Range to repeat from the listing below: the line containing "Target: black object on ground" down to the line containing "indicate the green grass, one", both included. Copy it exactly, pictures excluded, and add nothing else.

Exercise inputs: Begin

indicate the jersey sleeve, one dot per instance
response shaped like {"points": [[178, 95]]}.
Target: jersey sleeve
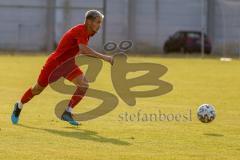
{"points": [[80, 36]]}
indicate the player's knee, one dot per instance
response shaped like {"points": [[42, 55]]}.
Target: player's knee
{"points": [[83, 85], [36, 90]]}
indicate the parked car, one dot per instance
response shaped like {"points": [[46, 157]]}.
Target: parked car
{"points": [[187, 42]]}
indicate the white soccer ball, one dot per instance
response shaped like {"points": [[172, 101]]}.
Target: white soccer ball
{"points": [[206, 113]]}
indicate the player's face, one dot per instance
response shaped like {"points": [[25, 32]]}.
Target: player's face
{"points": [[96, 24]]}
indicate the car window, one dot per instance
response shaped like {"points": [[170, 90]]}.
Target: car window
{"points": [[194, 35]]}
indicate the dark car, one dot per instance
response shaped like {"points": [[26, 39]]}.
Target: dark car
{"points": [[187, 42]]}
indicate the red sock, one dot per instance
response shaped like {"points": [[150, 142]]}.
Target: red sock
{"points": [[27, 96], [77, 97]]}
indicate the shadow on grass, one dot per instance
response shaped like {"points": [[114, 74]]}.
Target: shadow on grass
{"points": [[213, 134], [81, 134]]}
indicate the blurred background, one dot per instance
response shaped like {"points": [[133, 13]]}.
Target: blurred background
{"points": [[155, 26]]}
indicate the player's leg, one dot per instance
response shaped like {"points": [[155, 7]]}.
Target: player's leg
{"points": [[42, 82], [78, 78], [27, 96]]}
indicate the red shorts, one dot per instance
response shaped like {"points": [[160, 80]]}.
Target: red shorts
{"points": [[53, 70]]}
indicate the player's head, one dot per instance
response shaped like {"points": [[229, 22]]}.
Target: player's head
{"points": [[93, 20]]}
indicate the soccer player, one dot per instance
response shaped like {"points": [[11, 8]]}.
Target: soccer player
{"points": [[62, 61]]}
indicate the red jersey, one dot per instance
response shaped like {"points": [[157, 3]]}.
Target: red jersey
{"points": [[68, 45]]}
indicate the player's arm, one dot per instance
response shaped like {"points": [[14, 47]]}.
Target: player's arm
{"points": [[92, 53]]}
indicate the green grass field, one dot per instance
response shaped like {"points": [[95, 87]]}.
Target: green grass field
{"points": [[40, 135]]}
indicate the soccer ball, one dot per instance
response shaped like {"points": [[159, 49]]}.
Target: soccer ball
{"points": [[206, 113]]}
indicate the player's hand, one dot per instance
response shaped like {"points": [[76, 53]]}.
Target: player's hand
{"points": [[109, 59]]}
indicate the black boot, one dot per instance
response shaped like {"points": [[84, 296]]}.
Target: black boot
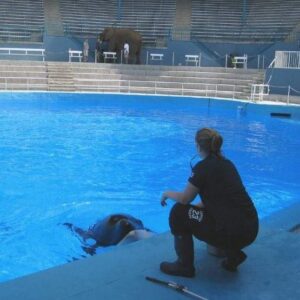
{"points": [[184, 265], [231, 262]]}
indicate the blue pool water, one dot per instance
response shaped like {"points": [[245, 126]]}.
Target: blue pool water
{"points": [[77, 158]]}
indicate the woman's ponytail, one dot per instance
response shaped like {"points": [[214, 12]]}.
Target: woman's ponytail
{"points": [[209, 141]]}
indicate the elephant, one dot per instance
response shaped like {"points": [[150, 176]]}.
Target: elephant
{"points": [[117, 37]]}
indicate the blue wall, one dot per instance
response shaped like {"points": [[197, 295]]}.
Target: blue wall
{"points": [[280, 79]]}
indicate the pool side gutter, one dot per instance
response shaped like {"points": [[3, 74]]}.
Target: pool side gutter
{"points": [[272, 271]]}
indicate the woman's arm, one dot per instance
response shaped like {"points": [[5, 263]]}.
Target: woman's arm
{"points": [[188, 195]]}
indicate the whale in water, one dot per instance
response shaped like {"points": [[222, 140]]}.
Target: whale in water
{"points": [[115, 229]]}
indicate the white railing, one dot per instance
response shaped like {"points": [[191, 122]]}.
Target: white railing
{"points": [[258, 91], [157, 88], [287, 59], [23, 52], [127, 86], [23, 83]]}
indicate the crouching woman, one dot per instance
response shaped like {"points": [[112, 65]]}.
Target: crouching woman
{"points": [[225, 218]]}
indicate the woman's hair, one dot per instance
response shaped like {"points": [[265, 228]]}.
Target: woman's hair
{"points": [[209, 141]]}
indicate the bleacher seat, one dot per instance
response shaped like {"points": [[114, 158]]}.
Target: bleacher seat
{"points": [[21, 20], [153, 19], [266, 21]]}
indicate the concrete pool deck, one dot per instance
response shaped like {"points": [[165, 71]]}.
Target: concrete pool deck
{"points": [[272, 270]]}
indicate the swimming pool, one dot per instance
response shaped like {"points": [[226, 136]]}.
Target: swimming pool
{"points": [[78, 157]]}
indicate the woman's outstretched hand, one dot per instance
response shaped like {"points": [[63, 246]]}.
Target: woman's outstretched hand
{"points": [[163, 200]]}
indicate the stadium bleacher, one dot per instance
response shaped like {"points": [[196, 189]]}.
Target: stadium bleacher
{"points": [[226, 20], [153, 19], [21, 20]]}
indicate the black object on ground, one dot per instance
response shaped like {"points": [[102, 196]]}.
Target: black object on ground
{"points": [[176, 286]]}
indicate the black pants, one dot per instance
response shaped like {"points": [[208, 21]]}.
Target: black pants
{"points": [[192, 220]]}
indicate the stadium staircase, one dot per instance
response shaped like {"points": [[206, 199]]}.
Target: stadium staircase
{"points": [[145, 79], [60, 77]]}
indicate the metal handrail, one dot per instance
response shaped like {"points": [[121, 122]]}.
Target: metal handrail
{"points": [[128, 86]]}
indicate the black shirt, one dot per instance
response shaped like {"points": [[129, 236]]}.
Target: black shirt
{"points": [[222, 191]]}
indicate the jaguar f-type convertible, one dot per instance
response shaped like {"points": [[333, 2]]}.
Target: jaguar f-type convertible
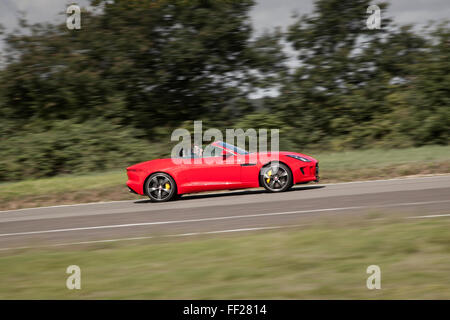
{"points": [[224, 167]]}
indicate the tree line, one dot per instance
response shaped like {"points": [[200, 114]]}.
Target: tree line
{"points": [[111, 93]]}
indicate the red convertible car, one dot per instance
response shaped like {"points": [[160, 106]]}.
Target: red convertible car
{"points": [[225, 167]]}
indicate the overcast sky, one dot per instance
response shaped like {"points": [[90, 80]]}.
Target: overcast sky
{"points": [[265, 15]]}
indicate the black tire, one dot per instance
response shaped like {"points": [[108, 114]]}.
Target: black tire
{"points": [[160, 187], [276, 177]]}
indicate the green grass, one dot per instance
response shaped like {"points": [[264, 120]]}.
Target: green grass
{"points": [[323, 261], [342, 166]]}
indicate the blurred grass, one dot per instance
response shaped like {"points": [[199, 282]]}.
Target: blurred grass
{"points": [[339, 166], [322, 261]]}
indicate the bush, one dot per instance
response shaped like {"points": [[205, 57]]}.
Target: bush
{"points": [[72, 148]]}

Exercise inputs: End

* Problem solution *
Target: black object on ground
{"points": [[176, 286]]}
indicate the black pants, one dot per instance
response shaped like {"points": [[208, 21]]}.
Target: black pants
{"points": [[192, 220]]}
indicate the stadium staircase, one dot per instance
response shaped like {"points": [[206, 199]]}.
Target: stadium staircase
{"points": [[145, 79], [60, 77]]}
indicate the metal handrail, one dot per instance
response shaped like {"points": [[121, 122]]}.
Target: metal handrail
{"points": [[128, 86]]}
indicate the black shirt, one dot per instance
response shaped like {"points": [[129, 236]]}.
Target: black shirt
{"points": [[222, 191]]}
indicate the jaguar f-type convertible, one dot per instance
response shaped like {"points": [[333, 2]]}.
Target: jaguar f-type convertible
{"points": [[224, 167]]}
indicate the tree line, one dot per instance
response shaped like {"points": [[200, 114]]}.
Target: tree line
{"points": [[111, 93]]}
indicate the red convertible car, one dot per instance
response shaped like {"points": [[160, 106]]}.
Target: red convertible car
{"points": [[225, 167]]}
indicate the overcast sky, one dot per instance
response shaped like {"points": [[90, 80]]}.
Target: overcast sky
{"points": [[265, 15]]}
indicate the black tire, one dot per instance
response shaped like {"points": [[108, 114]]}.
Target: black tire
{"points": [[160, 187], [276, 177]]}
indicate the green grass, one dot per instance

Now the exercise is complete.